MOSCOW (MRC) -- A fall in US ethane availability by 2021 due to the effects of the COVID-19 pandemic and the collapse in oil prices will coincide with an increase in demand for the gas as feedstock from petrochemical producers, leading to tighter market fundamentals and a forecast rise in US ethane prices, reported Chemweek with reference to IHS Markit.
The major slowdown in upstream activity as oil and gas producers shut down unprofitable production due to the low oil price means US crude output is expected to fall from its recent peak of 13 million b/d to 9 million b/d in 2021, with associated gas output to plunge by about 10 billion cubic feet/day. Ethane supply will fall from 2.7 million b/d in 2019 to 2.6 million b/d in 2021, says IHS Markit’s Midstream Oil and NGL Insight report.
"This number is a big shift from our view prior to the COVID-19 pandemic, which estimated ethane supply for 2021 to be about 3 million b/d," it says. "At the same time, ethane demand is expected to increase, both from higher operating rates and from new cracker startups, as global demand recovers from the COVID-19 pandemic, increasing the need for ethylene. Nonetheless, total ethane demand will still be lower than previously expected," it says.
An expected worldwide post-pandemic recovery in demand for petchem products will prop up ethane demand by 2021, resulting in US ethane rejection falling by an estimated 300,000 b/d from 900,000 b/d in 2019 to 600,000 b/d in 2021, and further to almost 450,000 b/d in 2023, according to the report.
Tighter ethane fundamentals and higher natural gas prices going into 2021 as dry gas plays ramp up production to cover the anticipated shortfall in associated gas production will result in higher ethane prices, with IHS Markit forecasting ethane prices to increase from 18.7 cts/gal in 2020 to 32.5 cts/gal in 2021, "as all available ethane from regions closer to the US Gulf Coast will be required to meet demand." The result is a "double whammy for ethane prices, with the gas price floor rising and ethane markets tightening," it says.

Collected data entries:
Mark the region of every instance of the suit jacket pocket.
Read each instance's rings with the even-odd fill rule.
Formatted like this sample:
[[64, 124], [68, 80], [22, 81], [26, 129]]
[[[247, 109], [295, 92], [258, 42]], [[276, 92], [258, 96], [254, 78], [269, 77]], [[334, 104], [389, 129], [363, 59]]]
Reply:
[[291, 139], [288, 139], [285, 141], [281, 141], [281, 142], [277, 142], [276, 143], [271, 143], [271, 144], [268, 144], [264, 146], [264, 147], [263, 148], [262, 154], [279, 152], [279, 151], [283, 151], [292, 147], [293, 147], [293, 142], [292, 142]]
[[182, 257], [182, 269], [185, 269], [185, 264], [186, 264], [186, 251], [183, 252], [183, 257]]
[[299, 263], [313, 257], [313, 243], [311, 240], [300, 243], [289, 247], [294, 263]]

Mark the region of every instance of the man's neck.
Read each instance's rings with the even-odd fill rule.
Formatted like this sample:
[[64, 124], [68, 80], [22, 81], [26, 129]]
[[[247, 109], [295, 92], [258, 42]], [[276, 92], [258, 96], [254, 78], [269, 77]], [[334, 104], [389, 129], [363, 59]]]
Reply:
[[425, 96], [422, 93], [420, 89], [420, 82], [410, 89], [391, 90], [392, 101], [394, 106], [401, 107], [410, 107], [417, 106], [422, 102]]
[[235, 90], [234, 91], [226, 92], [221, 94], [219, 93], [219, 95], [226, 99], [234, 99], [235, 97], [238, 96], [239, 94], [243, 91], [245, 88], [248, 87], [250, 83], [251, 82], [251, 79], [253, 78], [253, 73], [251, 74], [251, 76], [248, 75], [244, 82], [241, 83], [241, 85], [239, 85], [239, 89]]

**Activity**
In the ethane market article, what was IHS Markit's pre-pandemic estimate of US ethane supply for 2021? Rely only on the ethane market article, not the data.

**Reply to the task**
About 3 million b/d.